> YOUR ASSIGNMENT: Exactly what is written in the records below should be returned, minus the images.

> SOURCE DATA:
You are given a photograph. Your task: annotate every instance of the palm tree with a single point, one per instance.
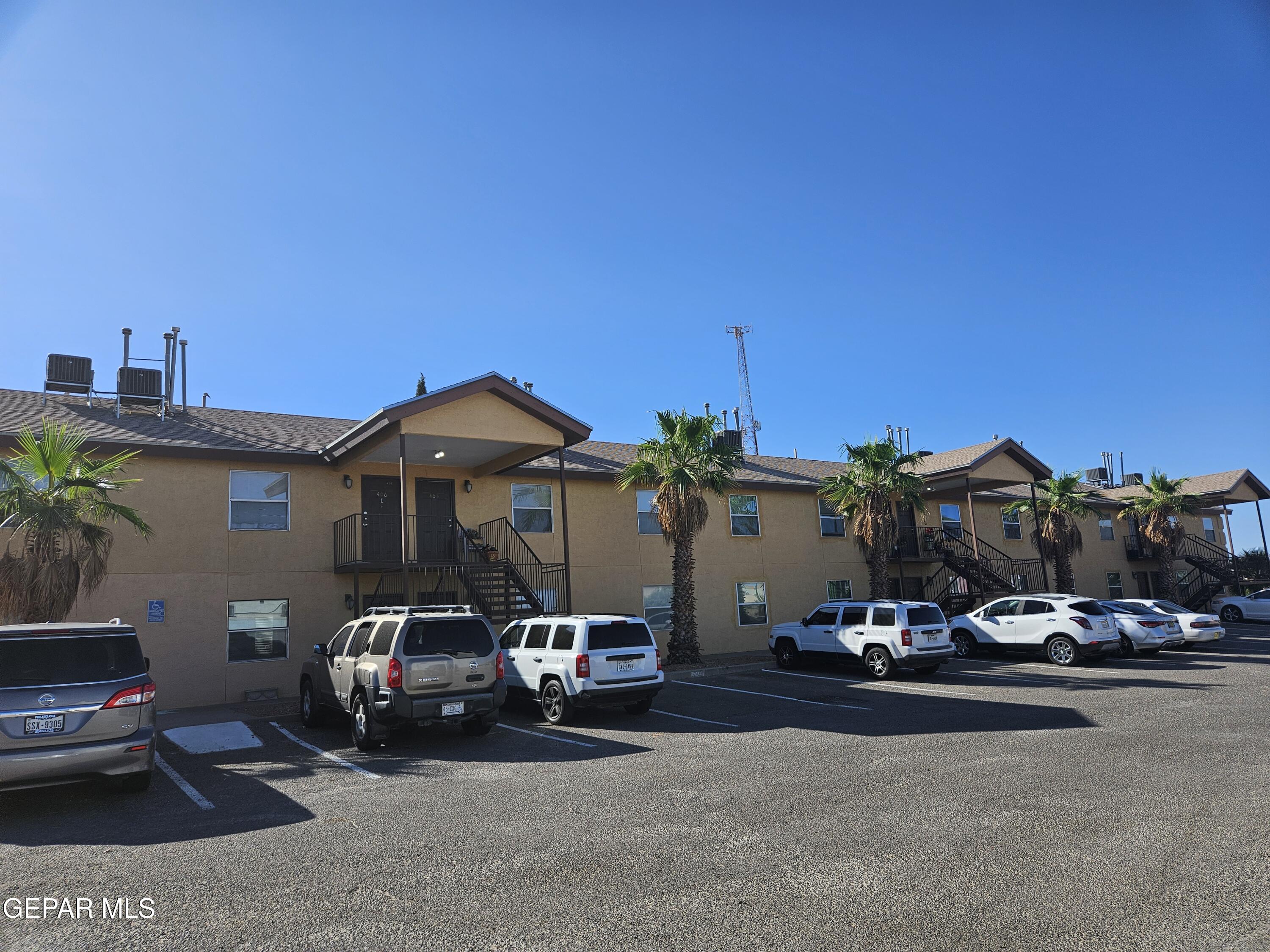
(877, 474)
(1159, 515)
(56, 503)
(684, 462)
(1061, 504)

> RESULT OF THIS EXERCISE:
You are given a photograph. Your task: annotate every instance of the palm tree with a single point, one per instance.
(877, 474)
(1159, 515)
(56, 503)
(684, 462)
(1061, 504)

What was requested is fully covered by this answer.